Rincian Soal ::
Tulis ulang bagian teks tentang diplomasi kemanusiaan yang dimulai pada "Diskusi daring bertajuk" dan berakhir pada "paradigma diplomasi kita.", dengan menukar "tamparan keras" menjadi "teguran keras".

Nigeria Membara, Indonesia Terlena: Saatnya Diplomasi Kemanusiaan Jadi Prioritas!

Nigeria Membara, Indonesia Terlena: Saatnya Diplomasi Kemanusiaan Jadi Prioritas!

Spread the love

Jakarta, 13 Oktober 2025 – Di tengah euforia pembangunan dan ambisi menjadi pemain global, Indonesia seolah lupa bahwa dunia masih menyimpan luka menganga. Pembantaian sistematis terhadap umat Kristen di Nigeria, yang telah berlangsung bertahun-tahun, adalah bukti nyata bahwa tragedi kemanusiaan masih menjadi realitas pahit di abad ke-21. Namun, mengapa respons kita begitu lambat dan minim?

Diskusi daring bertajuk “Pembantaian Umat Kristen di Nigeria: Siapa Peduli?” yang diinisiasi Pewarna Indonesia, Simposium Setara Menata Bangsa, dan Asosiasi Pendeta Indonesia (API) pada Minggu (12/10), adalah sebuah tamparan keras bagi diplomasi Indonesia yang seringkali lebih fokus pada kepentingan ekonomi dan politik sempit. Acara ini bukan sekadar ajang curhat, melainkan panggilan mendesak untuk mengubah paradigma diplomasi kita.

Data yang Diekstrak ::
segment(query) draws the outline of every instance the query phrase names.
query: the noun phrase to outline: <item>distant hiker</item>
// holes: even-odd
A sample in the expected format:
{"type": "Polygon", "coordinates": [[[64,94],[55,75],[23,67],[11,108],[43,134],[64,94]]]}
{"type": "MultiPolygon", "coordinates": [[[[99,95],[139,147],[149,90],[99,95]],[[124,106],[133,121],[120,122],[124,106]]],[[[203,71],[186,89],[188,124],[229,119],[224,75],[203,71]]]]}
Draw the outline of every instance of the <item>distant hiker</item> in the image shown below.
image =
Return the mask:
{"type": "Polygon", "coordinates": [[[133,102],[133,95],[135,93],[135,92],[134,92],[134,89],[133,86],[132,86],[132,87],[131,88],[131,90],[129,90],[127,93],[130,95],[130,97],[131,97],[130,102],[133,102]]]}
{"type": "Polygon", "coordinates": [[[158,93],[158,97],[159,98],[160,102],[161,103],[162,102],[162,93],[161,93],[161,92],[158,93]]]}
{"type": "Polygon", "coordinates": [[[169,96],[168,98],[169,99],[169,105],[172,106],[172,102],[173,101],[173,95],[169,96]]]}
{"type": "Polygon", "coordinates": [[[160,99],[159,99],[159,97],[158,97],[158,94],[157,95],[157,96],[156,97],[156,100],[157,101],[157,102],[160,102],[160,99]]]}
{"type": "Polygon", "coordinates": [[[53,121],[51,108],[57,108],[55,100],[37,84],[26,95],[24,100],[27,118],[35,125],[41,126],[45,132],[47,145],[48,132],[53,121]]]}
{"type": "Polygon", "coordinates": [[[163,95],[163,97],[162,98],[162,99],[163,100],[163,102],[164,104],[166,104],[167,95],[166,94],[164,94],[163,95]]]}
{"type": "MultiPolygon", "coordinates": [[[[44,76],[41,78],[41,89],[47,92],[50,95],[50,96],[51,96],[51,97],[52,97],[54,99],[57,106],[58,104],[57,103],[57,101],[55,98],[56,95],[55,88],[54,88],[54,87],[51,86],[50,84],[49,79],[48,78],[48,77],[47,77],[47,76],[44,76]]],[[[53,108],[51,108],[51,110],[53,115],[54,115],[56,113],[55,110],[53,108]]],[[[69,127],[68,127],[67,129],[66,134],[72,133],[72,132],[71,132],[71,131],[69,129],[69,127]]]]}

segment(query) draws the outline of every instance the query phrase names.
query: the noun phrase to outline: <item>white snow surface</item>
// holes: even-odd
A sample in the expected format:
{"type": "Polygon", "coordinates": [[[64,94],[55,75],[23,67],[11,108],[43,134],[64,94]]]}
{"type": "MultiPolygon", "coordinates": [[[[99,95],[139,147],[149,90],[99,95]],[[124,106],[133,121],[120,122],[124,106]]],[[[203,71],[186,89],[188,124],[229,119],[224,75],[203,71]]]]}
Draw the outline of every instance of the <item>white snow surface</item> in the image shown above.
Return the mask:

Hasil Akhir ::
Diskusi daring bertajuk “Pembantaian Umat Kristen di Nigeria: Siapa Peduli?” yang diinisiasi Pewarna Indonesia, Simposium Setara Menata Bangsa, dan Asosiasi Pendeta Indonesia (API) pada Minggu (12/10), adalah sebuah teguran keras bagi diplomasi Indonesia yang seringkali lebih fokus pada kepentingan ekonomi dan politik sempit. Acara ini bukan sekadar ajang curhat, melainkan panggilan mendesak untuk mengubah paradigma diplomasi kita.